What is required —
A single number is the answer: the count of lines in the records that hold the word "holding".

Given information —
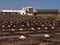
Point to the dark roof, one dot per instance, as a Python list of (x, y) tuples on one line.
[(47, 10)]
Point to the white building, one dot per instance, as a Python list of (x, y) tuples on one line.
[(24, 11)]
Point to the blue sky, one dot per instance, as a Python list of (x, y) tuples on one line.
[(39, 4)]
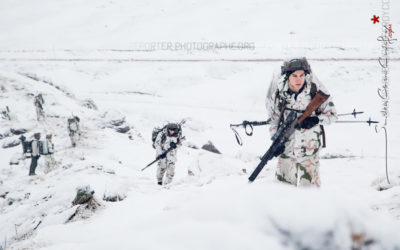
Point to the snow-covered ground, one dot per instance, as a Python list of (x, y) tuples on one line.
[(74, 51)]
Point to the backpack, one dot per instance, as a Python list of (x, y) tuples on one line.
[(155, 133), (72, 124), (43, 149), (27, 147), (157, 130)]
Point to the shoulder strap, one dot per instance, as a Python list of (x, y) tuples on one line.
[(313, 90)]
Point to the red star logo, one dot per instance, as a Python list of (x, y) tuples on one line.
[(375, 19)]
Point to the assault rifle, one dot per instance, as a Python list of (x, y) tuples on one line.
[(286, 129), (248, 128)]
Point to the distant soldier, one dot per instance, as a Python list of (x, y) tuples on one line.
[(39, 106), (34, 154), (5, 114), (73, 129), (48, 152), (169, 137)]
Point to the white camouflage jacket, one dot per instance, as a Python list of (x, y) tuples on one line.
[(303, 142), (163, 145)]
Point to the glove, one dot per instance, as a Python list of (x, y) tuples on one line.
[(308, 123), (279, 150)]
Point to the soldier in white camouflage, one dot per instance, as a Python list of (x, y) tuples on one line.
[(39, 101), (298, 161), (169, 137)]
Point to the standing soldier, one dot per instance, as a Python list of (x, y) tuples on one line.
[(169, 137), (298, 161), (34, 154), (73, 129), (48, 152), (39, 106)]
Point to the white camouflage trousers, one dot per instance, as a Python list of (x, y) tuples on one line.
[(167, 167), (302, 171), (74, 137), (39, 113)]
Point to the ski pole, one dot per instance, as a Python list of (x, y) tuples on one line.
[(368, 121), (354, 113)]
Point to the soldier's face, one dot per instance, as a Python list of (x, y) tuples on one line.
[(296, 80)]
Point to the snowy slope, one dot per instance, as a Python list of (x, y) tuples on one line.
[(216, 208)]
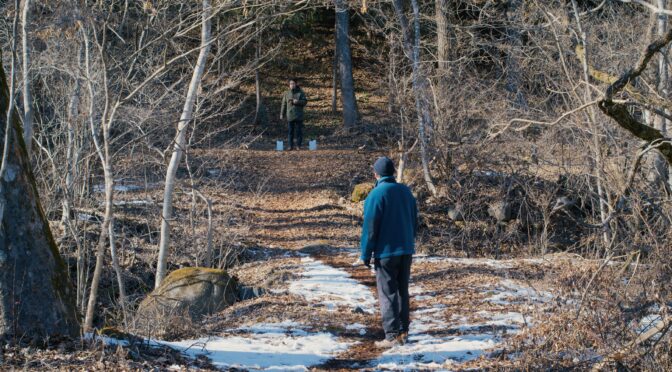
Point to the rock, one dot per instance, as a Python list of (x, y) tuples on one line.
[(455, 212), (192, 292), (361, 191), (501, 211), (248, 293)]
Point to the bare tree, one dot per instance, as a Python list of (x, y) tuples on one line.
[(443, 45), (180, 143), (348, 99), (420, 83), (513, 78), (27, 95)]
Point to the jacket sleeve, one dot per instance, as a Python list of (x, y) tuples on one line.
[(373, 211), (415, 221), (283, 106), (302, 100)]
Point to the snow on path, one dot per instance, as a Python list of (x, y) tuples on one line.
[(287, 345), (282, 346), (441, 340), (331, 287)]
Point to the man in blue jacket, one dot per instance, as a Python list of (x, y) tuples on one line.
[(388, 234)]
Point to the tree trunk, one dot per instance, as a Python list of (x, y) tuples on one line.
[(348, 99), (27, 97), (36, 297), (334, 81), (512, 67), (442, 42), (180, 144), (597, 150), (420, 83), (70, 158), (104, 153), (257, 79), (660, 123)]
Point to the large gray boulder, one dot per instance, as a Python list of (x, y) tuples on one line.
[(190, 293), (37, 300)]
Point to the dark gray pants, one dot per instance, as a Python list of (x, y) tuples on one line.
[(295, 127), (392, 277)]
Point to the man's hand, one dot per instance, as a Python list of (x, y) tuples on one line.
[(361, 262)]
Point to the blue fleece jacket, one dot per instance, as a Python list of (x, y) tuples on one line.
[(390, 221)]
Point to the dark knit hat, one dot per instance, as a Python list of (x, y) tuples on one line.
[(384, 166)]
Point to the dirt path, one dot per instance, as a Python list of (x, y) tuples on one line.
[(321, 311)]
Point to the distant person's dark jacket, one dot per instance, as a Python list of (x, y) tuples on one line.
[(293, 111), (390, 221)]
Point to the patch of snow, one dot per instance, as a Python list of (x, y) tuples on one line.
[(438, 343), (509, 291), (355, 327), (284, 327), (269, 346), (132, 202), (331, 287)]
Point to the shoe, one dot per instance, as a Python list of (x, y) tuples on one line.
[(387, 343)]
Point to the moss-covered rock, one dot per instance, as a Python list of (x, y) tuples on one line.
[(361, 191), (189, 292)]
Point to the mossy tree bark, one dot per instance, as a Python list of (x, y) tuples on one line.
[(36, 297)]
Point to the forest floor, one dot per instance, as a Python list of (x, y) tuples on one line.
[(321, 311)]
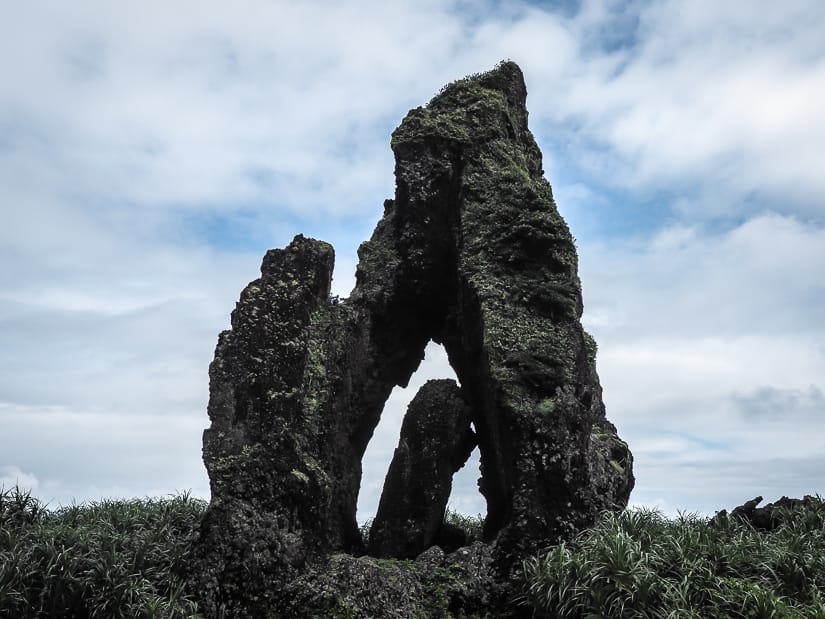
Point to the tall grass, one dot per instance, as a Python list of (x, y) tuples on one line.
[(113, 558), (127, 558), (639, 564)]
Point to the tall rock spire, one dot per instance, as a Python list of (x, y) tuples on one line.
[(471, 253)]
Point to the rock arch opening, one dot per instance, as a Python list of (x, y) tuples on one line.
[(416, 462)]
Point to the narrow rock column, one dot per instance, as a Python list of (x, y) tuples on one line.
[(435, 442)]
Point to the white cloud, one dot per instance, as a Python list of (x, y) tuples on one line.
[(712, 356), (13, 477), (135, 139)]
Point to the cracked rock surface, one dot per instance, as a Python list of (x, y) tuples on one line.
[(472, 254)]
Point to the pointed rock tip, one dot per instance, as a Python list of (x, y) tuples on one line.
[(506, 77)]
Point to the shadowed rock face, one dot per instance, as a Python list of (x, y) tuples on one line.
[(471, 253), (435, 442)]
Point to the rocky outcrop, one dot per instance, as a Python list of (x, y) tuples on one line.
[(472, 254), (435, 442), (768, 517)]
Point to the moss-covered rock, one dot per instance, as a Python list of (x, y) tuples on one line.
[(471, 253)]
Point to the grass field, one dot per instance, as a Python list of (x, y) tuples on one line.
[(126, 558)]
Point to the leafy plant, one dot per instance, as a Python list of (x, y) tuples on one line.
[(639, 564), (121, 558)]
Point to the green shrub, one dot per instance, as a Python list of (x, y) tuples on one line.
[(639, 564)]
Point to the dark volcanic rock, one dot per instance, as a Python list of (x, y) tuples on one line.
[(472, 254), (435, 442), (768, 517)]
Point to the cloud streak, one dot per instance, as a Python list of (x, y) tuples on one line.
[(150, 154)]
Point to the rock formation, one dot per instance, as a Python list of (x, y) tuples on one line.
[(435, 442), (767, 517), (472, 254)]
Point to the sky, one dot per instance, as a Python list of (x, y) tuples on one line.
[(151, 152)]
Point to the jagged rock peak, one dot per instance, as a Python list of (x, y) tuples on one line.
[(470, 253)]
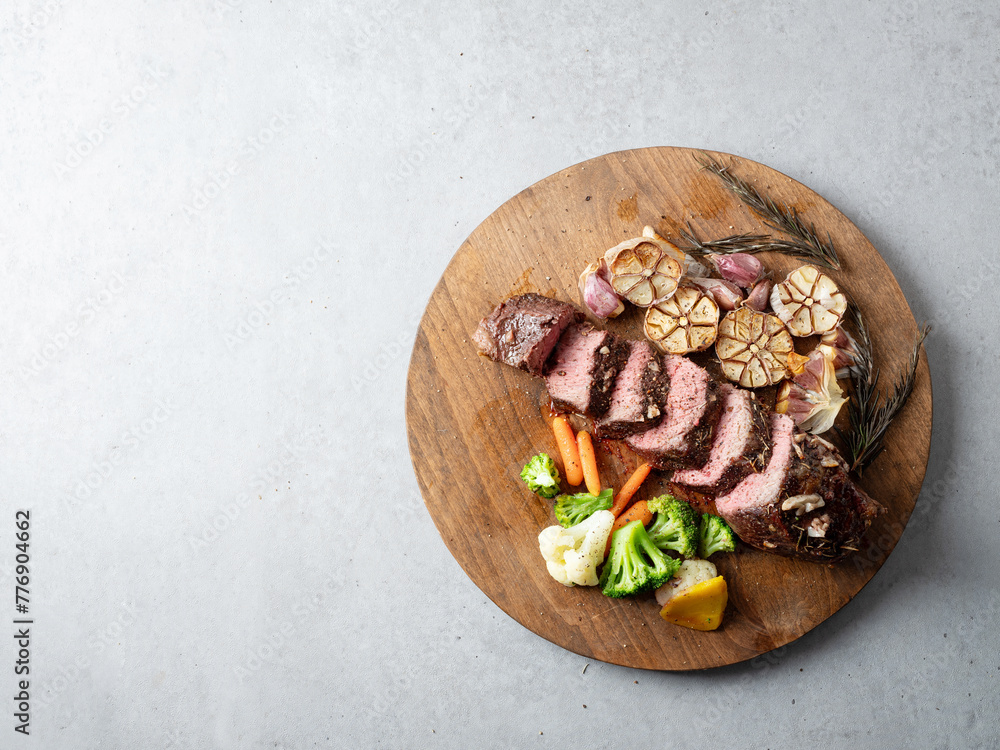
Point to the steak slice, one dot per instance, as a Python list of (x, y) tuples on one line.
[(684, 436), (741, 445), (639, 396), (583, 370), (522, 331), (804, 504)]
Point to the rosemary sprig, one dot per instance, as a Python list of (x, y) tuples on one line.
[(741, 243), (778, 216), (869, 411)]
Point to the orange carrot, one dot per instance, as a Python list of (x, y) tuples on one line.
[(638, 512), (589, 461), (631, 486), (568, 450)]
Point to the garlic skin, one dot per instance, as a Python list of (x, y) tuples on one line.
[(760, 297), (812, 398), (840, 347), (596, 292), (741, 269), (692, 267), (726, 294)]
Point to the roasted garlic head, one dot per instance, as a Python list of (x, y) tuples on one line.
[(687, 322), (808, 302), (753, 348), (645, 270)]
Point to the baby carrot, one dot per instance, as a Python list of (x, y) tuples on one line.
[(589, 462), (639, 511), (568, 450), (631, 486)]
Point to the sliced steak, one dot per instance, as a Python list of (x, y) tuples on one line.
[(522, 331), (583, 370), (639, 396), (684, 436), (741, 444), (803, 504)]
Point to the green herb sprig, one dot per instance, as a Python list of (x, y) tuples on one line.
[(778, 216), (869, 411)]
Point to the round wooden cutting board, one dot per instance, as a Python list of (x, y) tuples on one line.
[(473, 423)]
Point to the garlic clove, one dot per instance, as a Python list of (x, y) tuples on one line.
[(726, 294), (760, 297), (813, 398), (741, 269), (597, 293)]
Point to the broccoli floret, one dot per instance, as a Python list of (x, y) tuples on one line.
[(572, 509), (541, 475), (634, 563), (675, 525), (714, 535)]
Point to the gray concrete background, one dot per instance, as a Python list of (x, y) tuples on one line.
[(220, 223)]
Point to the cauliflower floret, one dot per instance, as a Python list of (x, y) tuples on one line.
[(572, 555), (690, 573)]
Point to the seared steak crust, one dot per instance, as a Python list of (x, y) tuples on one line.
[(523, 330), (684, 438), (819, 514), (741, 445), (583, 369), (639, 397)]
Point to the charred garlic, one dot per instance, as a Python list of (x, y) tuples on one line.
[(808, 302), (753, 348), (645, 270), (687, 322)]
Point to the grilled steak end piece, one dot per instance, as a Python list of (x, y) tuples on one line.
[(639, 397), (804, 505), (741, 445), (522, 331), (583, 369)]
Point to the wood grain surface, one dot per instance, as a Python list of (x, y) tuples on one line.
[(473, 423)]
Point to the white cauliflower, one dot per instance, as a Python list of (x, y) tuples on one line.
[(572, 555), (690, 573)]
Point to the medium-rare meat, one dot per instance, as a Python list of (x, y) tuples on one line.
[(803, 504), (684, 436), (639, 396), (523, 330), (583, 369), (741, 444)]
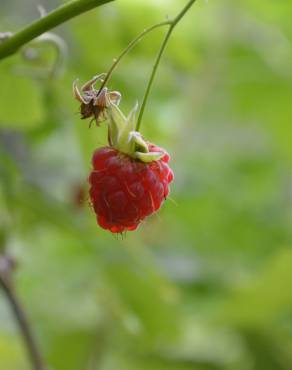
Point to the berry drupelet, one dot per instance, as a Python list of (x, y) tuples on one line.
[(130, 178), (124, 190)]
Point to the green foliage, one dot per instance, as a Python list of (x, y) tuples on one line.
[(204, 284)]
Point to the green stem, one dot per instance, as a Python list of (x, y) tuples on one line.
[(172, 25), (128, 48), (42, 25)]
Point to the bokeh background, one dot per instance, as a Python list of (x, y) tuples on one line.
[(206, 283)]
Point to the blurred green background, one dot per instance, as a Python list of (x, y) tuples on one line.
[(206, 283)]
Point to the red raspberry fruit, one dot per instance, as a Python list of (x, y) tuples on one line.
[(124, 190)]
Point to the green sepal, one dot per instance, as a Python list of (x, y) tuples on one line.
[(148, 157), (122, 134)]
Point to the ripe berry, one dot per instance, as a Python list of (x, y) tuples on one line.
[(125, 190)]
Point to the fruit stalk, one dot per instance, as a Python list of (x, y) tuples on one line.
[(172, 25)]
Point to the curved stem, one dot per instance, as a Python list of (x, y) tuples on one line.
[(129, 47), (58, 16), (7, 286), (172, 25)]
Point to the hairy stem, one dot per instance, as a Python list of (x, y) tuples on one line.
[(58, 16), (172, 25), (129, 47), (7, 286)]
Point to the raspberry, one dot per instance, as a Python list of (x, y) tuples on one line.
[(124, 190)]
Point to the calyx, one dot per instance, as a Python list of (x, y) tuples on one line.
[(124, 137)]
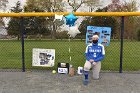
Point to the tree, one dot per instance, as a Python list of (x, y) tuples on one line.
[(130, 22), (13, 25), (3, 4), (46, 6), (35, 25), (99, 21), (76, 4)]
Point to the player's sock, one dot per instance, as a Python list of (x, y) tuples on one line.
[(85, 82), (86, 75)]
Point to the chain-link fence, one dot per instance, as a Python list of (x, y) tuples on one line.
[(16, 52)]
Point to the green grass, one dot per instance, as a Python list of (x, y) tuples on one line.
[(10, 56)]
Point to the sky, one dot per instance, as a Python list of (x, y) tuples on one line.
[(23, 2)]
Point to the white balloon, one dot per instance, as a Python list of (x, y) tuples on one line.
[(73, 31)]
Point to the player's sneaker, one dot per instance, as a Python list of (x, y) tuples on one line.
[(86, 81)]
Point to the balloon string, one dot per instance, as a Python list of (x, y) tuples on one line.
[(69, 47)]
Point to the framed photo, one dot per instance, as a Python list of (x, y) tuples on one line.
[(43, 57)]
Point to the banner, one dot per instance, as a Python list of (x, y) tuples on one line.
[(104, 34), (43, 57)]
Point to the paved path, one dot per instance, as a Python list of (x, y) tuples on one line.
[(46, 82)]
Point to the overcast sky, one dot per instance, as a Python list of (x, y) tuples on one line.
[(13, 2)]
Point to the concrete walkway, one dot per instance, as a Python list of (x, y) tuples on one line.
[(46, 82)]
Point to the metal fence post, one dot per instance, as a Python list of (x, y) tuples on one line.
[(121, 48), (22, 42)]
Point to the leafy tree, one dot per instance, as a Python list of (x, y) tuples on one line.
[(35, 25), (99, 21), (13, 25), (3, 4)]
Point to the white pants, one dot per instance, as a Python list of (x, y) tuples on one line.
[(95, 68)]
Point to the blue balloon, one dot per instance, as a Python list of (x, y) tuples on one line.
[(70, 19)]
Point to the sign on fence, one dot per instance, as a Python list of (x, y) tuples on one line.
[(104, 34), (43, 57)]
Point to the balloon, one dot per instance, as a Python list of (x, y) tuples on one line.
[(60, 17), (70, 19), (59, 20), (73, 31), (64, 27)]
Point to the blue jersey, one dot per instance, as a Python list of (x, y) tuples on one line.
[(95, 52)]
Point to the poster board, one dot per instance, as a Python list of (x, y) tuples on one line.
[(43, 57), (104, 34)]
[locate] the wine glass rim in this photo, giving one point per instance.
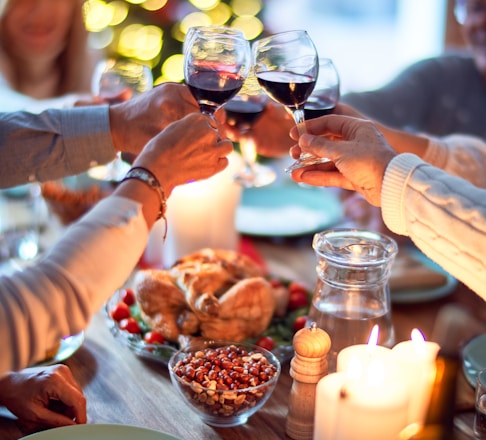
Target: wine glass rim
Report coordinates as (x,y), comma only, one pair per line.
(223,30)
(283,35)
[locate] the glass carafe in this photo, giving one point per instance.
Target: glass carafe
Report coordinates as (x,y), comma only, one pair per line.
(352,292)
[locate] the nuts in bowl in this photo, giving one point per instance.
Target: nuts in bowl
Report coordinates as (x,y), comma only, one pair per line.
(224,382)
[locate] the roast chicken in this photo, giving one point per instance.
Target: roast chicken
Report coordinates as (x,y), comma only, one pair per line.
(217,294)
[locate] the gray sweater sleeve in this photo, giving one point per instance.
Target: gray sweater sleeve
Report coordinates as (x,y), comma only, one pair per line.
(53,144)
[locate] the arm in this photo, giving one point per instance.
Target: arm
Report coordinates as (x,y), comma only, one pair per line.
(444,215)
(43,397)
(57,296)
(57,143)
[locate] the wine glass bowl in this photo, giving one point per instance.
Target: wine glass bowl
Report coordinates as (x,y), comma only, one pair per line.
(325,95)
(242,112)
(286,65)
(216,64)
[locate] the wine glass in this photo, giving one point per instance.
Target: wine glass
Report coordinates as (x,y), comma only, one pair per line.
(242,112)
(217,61)
(116,81)
(325,95)
(286,65)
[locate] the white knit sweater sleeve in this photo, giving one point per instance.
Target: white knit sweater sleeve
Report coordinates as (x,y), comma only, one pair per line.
(57,296)
(444,215)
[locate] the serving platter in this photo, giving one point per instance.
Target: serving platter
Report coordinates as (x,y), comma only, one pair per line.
(286,210)
(280,330)
(100,432)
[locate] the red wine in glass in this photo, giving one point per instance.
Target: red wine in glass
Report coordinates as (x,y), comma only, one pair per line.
(212,88)
(243,114)
(287,88)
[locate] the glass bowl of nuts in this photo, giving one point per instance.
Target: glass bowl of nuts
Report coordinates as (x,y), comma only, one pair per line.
(224,382)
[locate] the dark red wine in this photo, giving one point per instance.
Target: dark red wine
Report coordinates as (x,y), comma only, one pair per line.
(319,106)
(289,89)
(243,114)
(212,88)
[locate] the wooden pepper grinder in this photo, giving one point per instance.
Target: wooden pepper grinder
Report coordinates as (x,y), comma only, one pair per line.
(309,364)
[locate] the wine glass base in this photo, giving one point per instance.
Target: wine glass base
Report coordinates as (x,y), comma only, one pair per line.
(261,175)
(305,162)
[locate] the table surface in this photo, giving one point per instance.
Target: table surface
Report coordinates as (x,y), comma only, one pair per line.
(122,388)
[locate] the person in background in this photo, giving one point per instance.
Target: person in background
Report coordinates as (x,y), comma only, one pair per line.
(439,209)
(45,61)
(440,95)
(58,294)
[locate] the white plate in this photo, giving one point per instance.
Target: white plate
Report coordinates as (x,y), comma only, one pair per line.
(287,210)
(405,296)
(68,347)
(100,432)
(474,358)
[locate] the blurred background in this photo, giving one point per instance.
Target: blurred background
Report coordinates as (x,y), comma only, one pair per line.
(370,41)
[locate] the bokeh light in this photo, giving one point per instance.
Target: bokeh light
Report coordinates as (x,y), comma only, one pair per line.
(205,4)
(152,31)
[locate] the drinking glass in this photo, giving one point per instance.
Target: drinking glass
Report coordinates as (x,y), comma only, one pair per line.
(286,65)
(116,81)
(480,397)
(325,95)
(217,61)
(242,112)
(352,292)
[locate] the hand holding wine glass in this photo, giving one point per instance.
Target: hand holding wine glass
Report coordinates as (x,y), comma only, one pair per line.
(217,61)
(286,65)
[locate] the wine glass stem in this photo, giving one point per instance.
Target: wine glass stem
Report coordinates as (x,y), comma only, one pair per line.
(248,150)
(298,115)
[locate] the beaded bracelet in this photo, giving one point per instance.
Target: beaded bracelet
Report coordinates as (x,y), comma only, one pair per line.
(146,176)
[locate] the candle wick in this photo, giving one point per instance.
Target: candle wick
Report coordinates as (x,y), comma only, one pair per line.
(343,394)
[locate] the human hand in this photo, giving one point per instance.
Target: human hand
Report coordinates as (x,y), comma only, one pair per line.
(358,152)
(134,122)
(186,150)
(43,397)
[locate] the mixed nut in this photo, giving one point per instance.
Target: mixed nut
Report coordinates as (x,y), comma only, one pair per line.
(225,380)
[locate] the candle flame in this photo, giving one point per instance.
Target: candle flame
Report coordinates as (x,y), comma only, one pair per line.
(373,339)
(418,342)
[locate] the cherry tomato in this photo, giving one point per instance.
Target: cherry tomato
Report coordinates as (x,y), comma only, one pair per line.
(299,323)
(128,297)
(120,311)
(153,337)
(275,282)
(297,299)
(266,342)
(130,325)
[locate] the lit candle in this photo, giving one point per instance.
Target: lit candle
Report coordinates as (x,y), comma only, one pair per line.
(365,399)
(367,406)
(199,214)
(365,354)
(417,360)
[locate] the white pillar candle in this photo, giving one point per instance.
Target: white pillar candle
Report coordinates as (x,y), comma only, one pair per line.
(417,360)
(199,214)
(371,407)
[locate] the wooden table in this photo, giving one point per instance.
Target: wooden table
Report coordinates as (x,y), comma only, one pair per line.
(122,388)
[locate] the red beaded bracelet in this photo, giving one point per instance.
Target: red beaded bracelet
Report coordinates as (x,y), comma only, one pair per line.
(144,175)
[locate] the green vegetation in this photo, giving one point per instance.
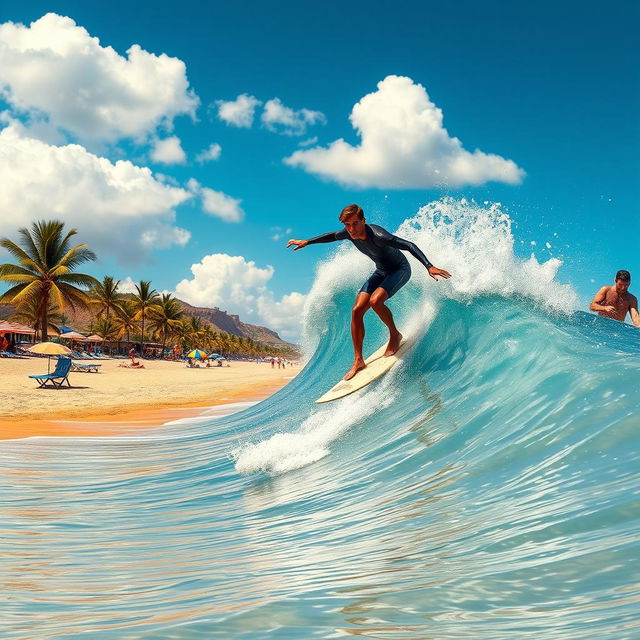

Problem solution —
2